- Problems to solve
**a.** Which squadron carried out the first Pacific-region deployment described in the Bomber Task Force article?
**b.** Write the next part of the Bomber Task Force article, picking up after its final sentence.

- Supplied text
· · · · · · ·
= Bomber Task Force =

Current concept for the USAF's strategic bomber fleet

Bomber Task Force (BTF) is a strategic mission that has been undertaken by the Air Force Global Strike Command (AFGSC) of the United States Air Force (USAF) since 2018 to help develop the ability to operate from unfamiliar locations and integrate with allies and partner nations. The BTF is a development of the USAF's Bomber Assurance and Deterrence Missions which began in April 2014. The missions regularly support both Pacific Air Forces (PACAF) and United States Air Forces in Europe – Air Forces Africa (USAFE-AFAFRICA) and are conducted by the USAF's strategic bomber fleet of B-1B Lancers, B-2A Spirits and B-52H Stratofortresses.

==History==
===2018===
The Bomber Task Force mission was created as a response to the 2018 National Defense Strategy which called to develop Dynamic Force Employment where the USAF would use its forces to provide "proactive and scalable options for priority missions." The first Bomber Task Force deployment was undertaken by the 23rd Expeditionary Bomb Squadron (23rd EBS) who deployed four Boeing B-52H Stratofortresses to RAF Fairford, United Kingdom, from Minot Air Force Base, North Dakota, in January 2018. The principal aim of the deployment was to conduct theatre integration. This saw the first co-operation between B-52s and the Lithuanian Special Operations Forces. The 393rd Bomb Squadron (393rd BS) carried out the first BTF in the Pacific region, deploying three Northrop Grumman B-2A Spirits to Joint Base Pearl Harbor–Hickam, Hawaii, between 15 August and 27 September 2018. The aim of the mission was to assess the readiness of the B-2A and its airmen as well as to integrate with the local Hawaii Air National Guard units.
· · · · · · ·
- Data records
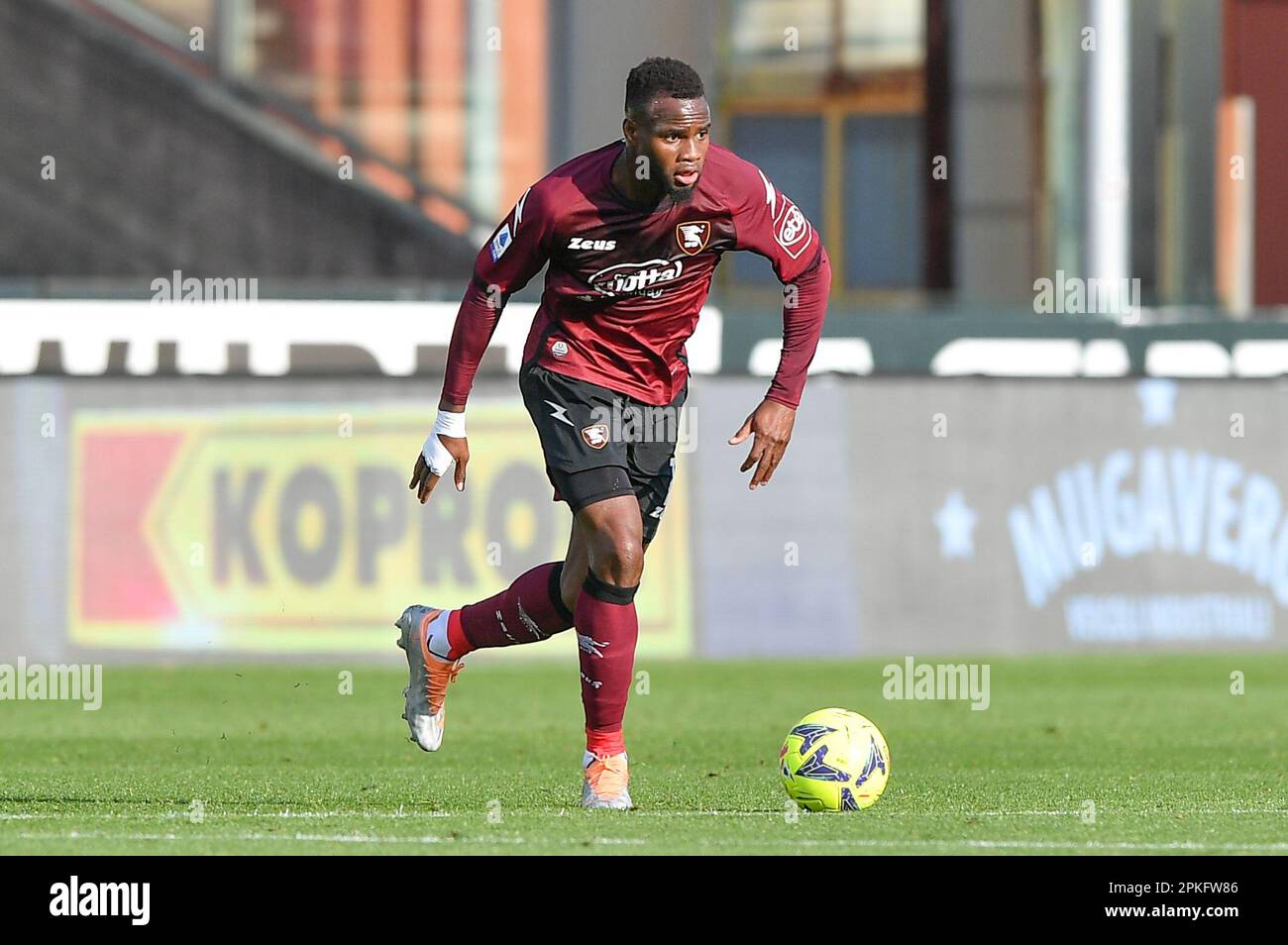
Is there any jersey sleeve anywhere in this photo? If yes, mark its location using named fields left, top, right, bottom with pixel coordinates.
left=443, top=183, right=550, bottom=404
left=733, top=160, right=832, bottom=409
left=733, top=160, right=821, bottom=284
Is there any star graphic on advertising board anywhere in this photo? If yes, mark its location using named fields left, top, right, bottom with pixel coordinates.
left=935, top=489, right=979, bottom=558
left=1136, top=377, right=1177, bottom=426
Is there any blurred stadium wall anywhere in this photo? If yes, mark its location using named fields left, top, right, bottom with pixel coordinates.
left=0, top=0, right=1288, bottom=659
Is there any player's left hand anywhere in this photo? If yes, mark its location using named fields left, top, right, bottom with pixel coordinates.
left=729, top=398, right=796, bottom=489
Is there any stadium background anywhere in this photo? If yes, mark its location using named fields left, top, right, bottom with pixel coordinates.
left=0, top=0, right=1288, bottom=662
· · · · · · ·
- Written responses
**a.** The 393rd Bomb Squadron (393rd BS).

**b.**
===2019===
The BTF mission concept was further developed in 2019 with a deployment of six B-52Hs to RAF Fairford in April 2019, with Col. Michael Miller explaining the deployment was to test whether the 2nd Bomb Wing "could pick up [their] wing, send it somewhere, and see if it [could] operate independently on its own." The deployment of six aircraft marked the largest to Europe since Operation Iraqi Freedom in 2003.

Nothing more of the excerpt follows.